> **WORK INSTRUCTION**: Each line of the data should be repeated precisely.

____________

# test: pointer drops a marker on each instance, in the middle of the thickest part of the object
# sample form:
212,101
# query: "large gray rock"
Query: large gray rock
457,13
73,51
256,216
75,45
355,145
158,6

____________

> **RESPONSE TO THIS TASK**:
# test: pointer drops a marker on each instance, in the middle of the thickest part of the object
# sample form:
212,101
# query: "large gray rock"
Query: large gray rock
457,13
73,51
256,216
75,45
355,145
158,6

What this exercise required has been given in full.